出典:
========
7月25日に発表されたVRCのベータ版アップデート内容。主にセキュリティーアップデートと謳い、ApexやFortnite等でおなじみの対チート対策システムEasyAntiCheatの導入が発表されました。

公式バグ報告システムCannyのEAC関連の苦情

発表直後からTwitterやVRCDiscord並びにバグ報告用システムCannyが大荒れ。トレンド入りしたりEAC導入反対のCannyが一万票を超えたりと騒がしい一日となりました。

一体なぜここまで荒れたのか?
それには色んな理由があるのでざっくりまとめてここに置いておきます。

簡易目次:

①MODとは、その仕組み
②海外層のプレイ形態
③炎上の理由1:QOL、プレイ環境のクオリティーの低下
④炎上の理由2:障がい者コミュニティーへの配慮が足りない
⑤炎上の理由3:悪質なユーザーへの対策にならない
⑥EAC自体の問題点
⑦あとがき

前置き:
ちなみに著者はMod使用経験は無いですが海外層と遊ぶことが多く、利用している友人が過半数なのでそこから情報を集めて記事にしております。なのでModに関して具体的な内容はある程度ふわふわしているのはお許しいただけると助かります。そのことを踏まえて読んでいただけると助かります。


①MODとは、その仕組み

Mod、人によってはClientと呼ばれる代物はVRChatをベースにした別のソフトウェアです。色んな拡張機能を足すと言う利点がある反面、使用する行為は思いっきり利用規約違反である。

利用規約違反をしてまで使用するmod、その内容とは?

多くの方はmodを想像するときに違法クライアントの悪い機能、いわゆるリッピングや強制クローンやクラッシャーを思い浮かべるのでは無いでしょうか?

実際そういう機能入りの悪質なクライアントもありますが、それ以外の機能を持ったいわゆる「ホワイトクライアント」のようなものもあります。

例として私の周りでよく使われていたModを紹介します。
セルフミラー
多分ぶっちぎりで一番使ってた人が多い機能。ワールド内ミラーが無い、またはミラーの箇所が不便な場所にある場合、ローカルでミラーをスポーンする機能の事。
========
(いくつかの項目)
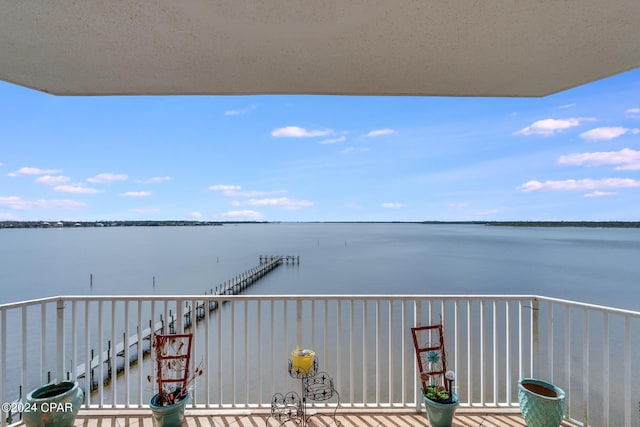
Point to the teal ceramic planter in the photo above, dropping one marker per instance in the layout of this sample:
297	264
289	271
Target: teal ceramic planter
541	403
440	414
53	405
168	416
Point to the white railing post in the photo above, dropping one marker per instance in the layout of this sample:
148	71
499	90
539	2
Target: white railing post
3	362
60	340
535	339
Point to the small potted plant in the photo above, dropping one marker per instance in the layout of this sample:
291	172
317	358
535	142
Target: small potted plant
541	403
174	377
54	404
437	383
440	401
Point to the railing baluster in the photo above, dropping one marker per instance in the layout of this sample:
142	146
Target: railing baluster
113	370
627	372
3	362
43	342
140	351
483	349
495	352
507	339
100	359
391	353
207	354
567	355
605	369
550	341
87	356
364	352
585	364
469	354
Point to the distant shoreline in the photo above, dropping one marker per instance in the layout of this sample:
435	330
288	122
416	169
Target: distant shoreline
168	223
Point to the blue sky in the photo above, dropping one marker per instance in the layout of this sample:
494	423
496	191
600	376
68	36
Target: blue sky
574	155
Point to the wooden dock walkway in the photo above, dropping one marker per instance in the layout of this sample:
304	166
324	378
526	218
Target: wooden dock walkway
234	286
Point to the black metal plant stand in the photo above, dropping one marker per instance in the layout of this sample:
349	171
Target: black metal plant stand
316	386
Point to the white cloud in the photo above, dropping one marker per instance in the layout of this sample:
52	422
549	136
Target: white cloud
154	180
17	203
280	202
354	150
107	178
579	184
136	194
333	140
243	215
34	171
487	212
548	127
298	132
52	180
236	191
627	159
600	194
224	188
606	133
241	111
253	193
146	210
76	189
633	113
380	132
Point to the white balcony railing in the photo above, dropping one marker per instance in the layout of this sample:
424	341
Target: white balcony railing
363	342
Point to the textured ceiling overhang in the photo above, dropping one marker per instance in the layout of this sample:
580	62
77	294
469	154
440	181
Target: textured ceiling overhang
355	47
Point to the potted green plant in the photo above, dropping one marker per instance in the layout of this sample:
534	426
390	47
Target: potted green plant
437	383
440	401
174	376
54	404
541	403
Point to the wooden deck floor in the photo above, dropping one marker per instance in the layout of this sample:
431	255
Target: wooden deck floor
508	418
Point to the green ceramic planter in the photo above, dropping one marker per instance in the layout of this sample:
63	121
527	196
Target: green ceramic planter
168	416
53	405
541	403
440	414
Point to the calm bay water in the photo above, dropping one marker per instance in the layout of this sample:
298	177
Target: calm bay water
590	265
594	265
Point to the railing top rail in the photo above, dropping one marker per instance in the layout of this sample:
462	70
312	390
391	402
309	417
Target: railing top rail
596	307
289	297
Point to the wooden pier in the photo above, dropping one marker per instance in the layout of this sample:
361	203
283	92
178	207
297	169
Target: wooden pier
234	286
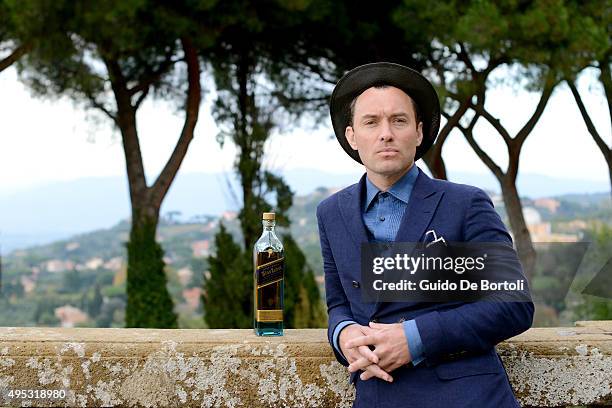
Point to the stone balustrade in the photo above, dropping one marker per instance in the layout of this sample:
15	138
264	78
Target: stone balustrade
548	367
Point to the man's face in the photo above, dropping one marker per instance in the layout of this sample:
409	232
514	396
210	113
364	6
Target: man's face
384	131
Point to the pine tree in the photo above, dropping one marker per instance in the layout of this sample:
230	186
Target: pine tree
228	291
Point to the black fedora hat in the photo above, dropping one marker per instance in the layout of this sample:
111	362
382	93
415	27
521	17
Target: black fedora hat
357	80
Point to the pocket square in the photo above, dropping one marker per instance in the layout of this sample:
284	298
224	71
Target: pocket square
432	238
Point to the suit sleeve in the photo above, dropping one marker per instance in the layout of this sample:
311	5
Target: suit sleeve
476	326
338	306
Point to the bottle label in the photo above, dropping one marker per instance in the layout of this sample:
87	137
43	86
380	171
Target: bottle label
275	315
271	272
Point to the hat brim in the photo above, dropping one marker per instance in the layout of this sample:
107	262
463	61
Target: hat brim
354	82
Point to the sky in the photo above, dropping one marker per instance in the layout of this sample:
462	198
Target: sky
44	141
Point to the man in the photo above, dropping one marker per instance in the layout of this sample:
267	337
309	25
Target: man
412	354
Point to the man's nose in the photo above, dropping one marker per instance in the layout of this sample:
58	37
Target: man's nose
386	133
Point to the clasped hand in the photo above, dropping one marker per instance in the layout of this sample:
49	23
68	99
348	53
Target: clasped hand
390	349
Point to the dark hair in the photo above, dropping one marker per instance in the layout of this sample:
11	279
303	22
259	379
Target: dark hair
415	107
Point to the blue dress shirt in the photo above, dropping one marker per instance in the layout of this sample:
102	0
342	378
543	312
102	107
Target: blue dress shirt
382	214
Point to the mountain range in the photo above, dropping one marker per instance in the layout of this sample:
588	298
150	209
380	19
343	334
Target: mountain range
58	210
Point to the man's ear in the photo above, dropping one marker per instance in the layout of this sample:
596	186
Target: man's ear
350	136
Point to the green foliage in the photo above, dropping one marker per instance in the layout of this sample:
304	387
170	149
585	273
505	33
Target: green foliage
228	291
303	305
95	304
150	304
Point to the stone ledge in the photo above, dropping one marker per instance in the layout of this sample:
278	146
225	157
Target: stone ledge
145	367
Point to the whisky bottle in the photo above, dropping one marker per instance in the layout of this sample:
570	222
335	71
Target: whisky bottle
269	274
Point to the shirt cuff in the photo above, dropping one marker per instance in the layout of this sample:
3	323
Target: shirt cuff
336	334
415	345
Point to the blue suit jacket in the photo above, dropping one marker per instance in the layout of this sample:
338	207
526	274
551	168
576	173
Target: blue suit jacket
462	368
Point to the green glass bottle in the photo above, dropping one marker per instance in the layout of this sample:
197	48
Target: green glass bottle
268	280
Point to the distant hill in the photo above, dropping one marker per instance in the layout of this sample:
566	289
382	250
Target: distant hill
57	211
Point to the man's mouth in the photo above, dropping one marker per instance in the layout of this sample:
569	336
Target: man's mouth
388	150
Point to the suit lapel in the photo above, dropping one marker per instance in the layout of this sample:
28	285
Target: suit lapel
421	208
422	205
350	208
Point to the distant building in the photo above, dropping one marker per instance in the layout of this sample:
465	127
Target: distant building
192	297
200	248
71	246
94	263
57	265
550	204
541	231
114	264
184	275
229	215
70	315
28	284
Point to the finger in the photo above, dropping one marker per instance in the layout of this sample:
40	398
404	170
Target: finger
359	364
369	354
375	371
361	341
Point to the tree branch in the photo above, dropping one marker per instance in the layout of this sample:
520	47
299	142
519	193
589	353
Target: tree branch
587	119
606	80
194	96
152	78
14	56
496	123
486	159
549	86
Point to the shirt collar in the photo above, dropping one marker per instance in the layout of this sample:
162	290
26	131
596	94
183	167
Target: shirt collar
400	190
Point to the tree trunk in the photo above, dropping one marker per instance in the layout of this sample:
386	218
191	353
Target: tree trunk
149	303
522	238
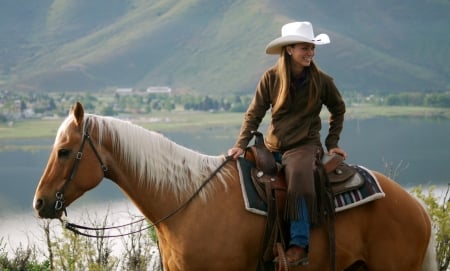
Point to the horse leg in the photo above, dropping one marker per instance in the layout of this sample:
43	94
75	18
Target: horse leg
399	230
========
課題一覧:
1: EAC導入の記事によると、EAC導入反対のCannyは何票を超えましたか。
2: EAC導入の記事の「Mod、人によってはClie」から「例として私の周りでよく使われていたModを紹介します。」までを、「ホワイトクライアント」を「健全なクライアント」に差し替えて書き直してください。
3: EAC導入の記事で、筆者がModの具体的な内容はある程度ふわふわしていると前置きしているのはなぜですか。一〜三文で説明してください。

課題ごとの解答:
1: 一万票を超えました。

2:
Mod、人によってはClientと呼ばれる代物はVRChatをベースにした別のソフトウェアです。色んな拡張機能を足すと言う利点がある反面、使用する行為は思いっきり利用規約違反である。

利用規約違反をしてまで使用するmod、その内容とは?

多くの方はmodを想像するときに違法クライアントの悪い機能、いわゆるリッピングや強制クローンやクラッシャーを思い浮かべるのでは無いでしょうか?

実際そういう機能入りの悪質なクライアントもありますが、それ以外の機能を持ったいわゆる「健全なクライアント」のようなものもあります。

例として私の周りでよく使われていたModを紹介します。

3: 筆者自身はModを使った経験がありません。遊ぶことの多い海外層の友人の過半数がModを利用しており、そこから集めた情報をもとに記事を書いているためです。